EXTRACT

Tahrunessa Ahmed Abdullah (born 21 April 1937) is a Bangladeshi writer and activist. She is notable for her researches and contribution to an uplift in the lives of women in rural Bangladesh through her various levels of involvement with Bangladesh Academy for Rural Development. In 1978, she became the first Bangladeshi to receive the Ramon Magsaysay Award in the community leadership category.

Early life and education

Abdullah was born on 21 April 1937 in the village of Ghoragachha of Jessore District. Her father Rafiuddin Ahmed was a lawyer. After completing primary education from Calcutta, Ahmed moved to Dhaka with her family. There she attended Kamrunnesa Government Girls High School and afterwards received a Bachelor of Arts from Eden Girls' College, University of Dhaka, in 1958. She then attended the College of Social Welfare and Research Center (also affiliated with Dhaka University and now an institute called the Institute of Social Welfare and Research), receiving her Master of Arts in the school's first graduating class in 1960. In 1966, Ahmed went to the United States to study at Michigan State University, from which she received a Master of Science in agriculture extension education in 1968. Her thesis was entitled, The Place of Evaluation in Comilla Women's Program. This graduate year was underwritten by the Ford Foundation.

Career

Pakistan era
Ahmed's first position after graduation was as Executive Officer of the East Pakistan Council for Child Welfare in Dacca. She organised the Crippled Children's Center which is still in operation. At that time she also wrote the first of the numerous articles she has published on social problems, "School Social Work and Its Scope in East Pakistan." From mid-1961 to 1963 she was District Health Education Officer for the Bureau of Health Education. In pursuit of this interest, she attended, under a US International Cooperation Administration (now Agency for International Development) grant, the American University in Beirut, receiving a Diploma, with Distinction, in Public Health in 1962.

In 1963 Ahmed joined then Pakistan Academy for Rural Development in Comilla as instructor in charge of the recently instituted Women's Program and in that capacity headed the Academy's Women's Education and Home Development Program. The Women's Education and Home Development Program was begun at Comilla Academy in 1962. During her nine years at Comilla, she was responsible for the organisation of village level training programs for women that included adult literacy; health education, sanitation, and nutrition; agricultural extension; creation of cooperatives to promote cottage crafts and other income generating activities. She also developed training courses for government officials on women's problems and health needs in rural East Pakistan (now Bangladesh) and coordinated the overall Comilla Academy training program. For two years she was also in charge of the publication section and for one year served as vice-chairman of the Comilla Khadi Association.

Bangladesh era 

Within this context of crisis Abdullah's excellent experience, a Comilla Academy brought her to the forefront of the rehabilitation of fort after the war. In 1972 she became the Director (Training) of the National Board of the Bangladesh Women's Rehabilitation and Welfare Foundation. During her two years in this capacity she established the Women' Career Training Institute, the first institution in Bangladesh wholly devoted to career training for women. Intended for women war victims it became the training model for the National Board. As director Abdullah was involved in the planning, organisation and execution of all training, production and marketing programs of the institute, and exercised administrative and financial supervision, as well.

After 1974 Abdullah served, under a series of Directors General, as Joint Director in charge of the Women's Program, of Bangladesh's Integrated Rural Development Program (IRDP). Her job has been to develop a national plan for integrating rural women into the nation's economic and social development process. She is well aware that unless women are regarded as an integral, functional part of society, their development, and the development of the nation, will be hampered. Since the beginning she has administered and supervised the program and has been responsible for staff training.

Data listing
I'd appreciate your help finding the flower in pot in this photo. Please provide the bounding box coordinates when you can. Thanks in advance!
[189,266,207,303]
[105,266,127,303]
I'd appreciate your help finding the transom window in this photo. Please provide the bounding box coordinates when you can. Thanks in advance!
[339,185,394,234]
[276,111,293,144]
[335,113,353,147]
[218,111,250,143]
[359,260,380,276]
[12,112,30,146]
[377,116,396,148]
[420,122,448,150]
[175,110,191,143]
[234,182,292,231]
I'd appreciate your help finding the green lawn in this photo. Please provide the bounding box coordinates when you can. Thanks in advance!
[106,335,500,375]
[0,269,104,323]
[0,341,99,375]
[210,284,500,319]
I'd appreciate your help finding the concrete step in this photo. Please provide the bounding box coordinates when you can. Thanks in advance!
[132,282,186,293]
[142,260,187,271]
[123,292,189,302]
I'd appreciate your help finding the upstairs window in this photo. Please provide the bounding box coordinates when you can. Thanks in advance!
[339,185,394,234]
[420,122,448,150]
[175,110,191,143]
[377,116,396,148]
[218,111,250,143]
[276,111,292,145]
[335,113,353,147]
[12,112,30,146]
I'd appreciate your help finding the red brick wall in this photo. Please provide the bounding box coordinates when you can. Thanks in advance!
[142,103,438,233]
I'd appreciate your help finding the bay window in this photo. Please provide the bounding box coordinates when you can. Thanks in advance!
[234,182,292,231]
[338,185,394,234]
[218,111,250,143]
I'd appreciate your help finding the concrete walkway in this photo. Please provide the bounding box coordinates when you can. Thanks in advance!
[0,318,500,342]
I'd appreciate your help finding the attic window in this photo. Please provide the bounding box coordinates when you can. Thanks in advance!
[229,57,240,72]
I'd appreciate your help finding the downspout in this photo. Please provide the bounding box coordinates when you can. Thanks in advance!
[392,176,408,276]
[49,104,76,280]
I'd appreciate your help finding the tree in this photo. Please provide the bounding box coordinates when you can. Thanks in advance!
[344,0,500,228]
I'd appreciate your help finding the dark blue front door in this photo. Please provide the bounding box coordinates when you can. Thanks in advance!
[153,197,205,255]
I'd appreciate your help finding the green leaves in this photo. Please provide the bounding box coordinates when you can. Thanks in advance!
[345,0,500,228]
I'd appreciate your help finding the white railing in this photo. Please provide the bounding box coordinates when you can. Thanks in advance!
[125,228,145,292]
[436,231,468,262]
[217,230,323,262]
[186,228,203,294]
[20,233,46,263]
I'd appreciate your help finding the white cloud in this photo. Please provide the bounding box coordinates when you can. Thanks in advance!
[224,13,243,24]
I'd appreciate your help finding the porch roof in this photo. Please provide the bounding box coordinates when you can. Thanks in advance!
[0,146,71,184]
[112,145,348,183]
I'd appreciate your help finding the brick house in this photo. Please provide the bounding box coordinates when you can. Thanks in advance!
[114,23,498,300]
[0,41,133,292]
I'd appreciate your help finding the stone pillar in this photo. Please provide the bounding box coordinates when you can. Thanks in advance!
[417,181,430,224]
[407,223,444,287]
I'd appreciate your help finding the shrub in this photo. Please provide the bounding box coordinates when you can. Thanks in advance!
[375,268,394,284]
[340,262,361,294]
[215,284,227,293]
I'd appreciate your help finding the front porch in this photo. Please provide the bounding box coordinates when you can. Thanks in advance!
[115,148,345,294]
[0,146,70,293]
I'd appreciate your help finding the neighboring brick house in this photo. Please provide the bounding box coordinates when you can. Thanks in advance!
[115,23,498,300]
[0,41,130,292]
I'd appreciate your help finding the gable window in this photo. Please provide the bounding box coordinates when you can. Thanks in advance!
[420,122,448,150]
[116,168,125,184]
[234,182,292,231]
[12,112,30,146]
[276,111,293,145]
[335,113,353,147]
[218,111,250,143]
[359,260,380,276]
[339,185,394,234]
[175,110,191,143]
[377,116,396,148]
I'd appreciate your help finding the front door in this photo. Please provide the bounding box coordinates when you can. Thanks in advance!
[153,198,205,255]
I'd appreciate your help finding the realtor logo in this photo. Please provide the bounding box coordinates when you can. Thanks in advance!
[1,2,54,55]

---

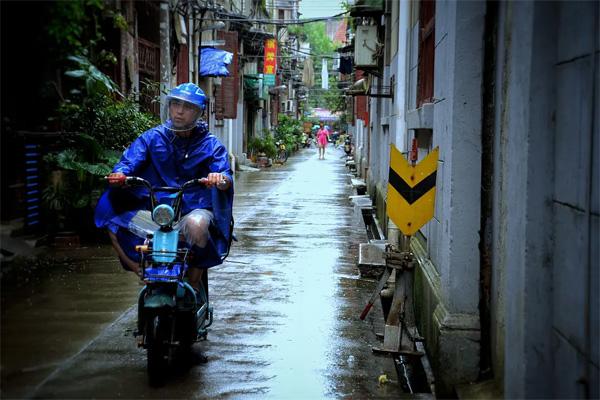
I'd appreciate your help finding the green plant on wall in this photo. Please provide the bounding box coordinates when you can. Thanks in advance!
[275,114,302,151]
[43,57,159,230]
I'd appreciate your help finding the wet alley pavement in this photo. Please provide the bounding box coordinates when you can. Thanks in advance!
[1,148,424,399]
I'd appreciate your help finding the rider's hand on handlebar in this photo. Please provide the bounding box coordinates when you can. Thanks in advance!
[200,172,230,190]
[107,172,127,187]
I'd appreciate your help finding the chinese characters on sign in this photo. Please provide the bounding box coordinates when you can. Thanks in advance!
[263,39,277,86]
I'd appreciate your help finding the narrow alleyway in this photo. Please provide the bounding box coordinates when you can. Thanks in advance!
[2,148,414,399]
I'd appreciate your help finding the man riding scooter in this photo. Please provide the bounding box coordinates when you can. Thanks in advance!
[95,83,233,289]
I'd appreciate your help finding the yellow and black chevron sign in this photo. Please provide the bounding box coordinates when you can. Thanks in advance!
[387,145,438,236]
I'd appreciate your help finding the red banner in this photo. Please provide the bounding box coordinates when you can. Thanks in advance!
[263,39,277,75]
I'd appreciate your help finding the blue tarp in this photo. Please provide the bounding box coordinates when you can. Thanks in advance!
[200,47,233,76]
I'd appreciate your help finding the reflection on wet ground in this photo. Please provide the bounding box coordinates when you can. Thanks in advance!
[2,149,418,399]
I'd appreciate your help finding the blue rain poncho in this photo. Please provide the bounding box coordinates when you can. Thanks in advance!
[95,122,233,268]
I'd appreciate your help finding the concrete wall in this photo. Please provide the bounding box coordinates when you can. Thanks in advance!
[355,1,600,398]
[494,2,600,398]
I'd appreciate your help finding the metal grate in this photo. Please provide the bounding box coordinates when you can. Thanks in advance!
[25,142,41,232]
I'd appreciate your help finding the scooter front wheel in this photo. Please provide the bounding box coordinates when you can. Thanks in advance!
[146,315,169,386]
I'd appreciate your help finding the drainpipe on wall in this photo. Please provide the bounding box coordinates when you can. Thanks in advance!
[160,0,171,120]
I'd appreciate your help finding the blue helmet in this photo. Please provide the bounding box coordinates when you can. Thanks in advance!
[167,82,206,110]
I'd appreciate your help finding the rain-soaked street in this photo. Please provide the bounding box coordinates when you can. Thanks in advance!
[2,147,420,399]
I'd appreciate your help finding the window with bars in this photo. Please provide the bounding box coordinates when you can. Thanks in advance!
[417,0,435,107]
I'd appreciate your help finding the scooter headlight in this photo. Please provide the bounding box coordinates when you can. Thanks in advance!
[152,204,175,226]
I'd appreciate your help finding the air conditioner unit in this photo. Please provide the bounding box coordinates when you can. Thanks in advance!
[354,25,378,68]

WRITTEN INSTRUCTION A
In the biography, what award did Abdullah receive in 1978?
WRITTEN INSTRUCTION B
Repeat the biography's text starting at "Within this context" and ending at "supervision, as well.".
WRITTEN INSTRUCTION C
Rewrite the paragraph of the biography that begins "In 1963 Ahmed joined" as a short bulleted list that keeps its main facts.
The rows have nothing to do with this work.

REPLY A
The Ramon Magsaysay Award in the community leadership category.

REPLY B
Within this context of crisis Abdullah's excellent experience, a Comilla Academy brought her to the forefront of the rehabilitation of fort after the war. In 1972 she became the Director (Training) of the National Board of the Bangladesh Women's Rehabilitation and Welfare Foundation. During her two years in this capacity she established the Women' Career Training Institute, the first institution in Bangladesh wholly devoted to career training for women. Intended for women war victims it became the training model for the National Board. As director Abdullah was involved in the planning, organisation and execution of all training, production and marketing programs of the institute, and exercised administrative and financial supervision, as well.

REPLY C
- In 1963, Ahmed joined the Pakistan Academy for Rural Development in Comilla as instructor in charge of the Women's Program. She headed its Women's Education and Home Development Program, which began in 1962.
- During nine years there, she organized village-level training for women. It covered adult literacy, health education, sanitation and nutrition, agricultural extension, and cooperatives for cottage crafts and other income-generating work.
- She developed courses for government officials on the problems and health needs of women in rural East Pakistan. She also coordinated the Academy's overall training program.
- She ran the publication section for two years and served as vice-chairman of the Comilla Khadi Association for one year.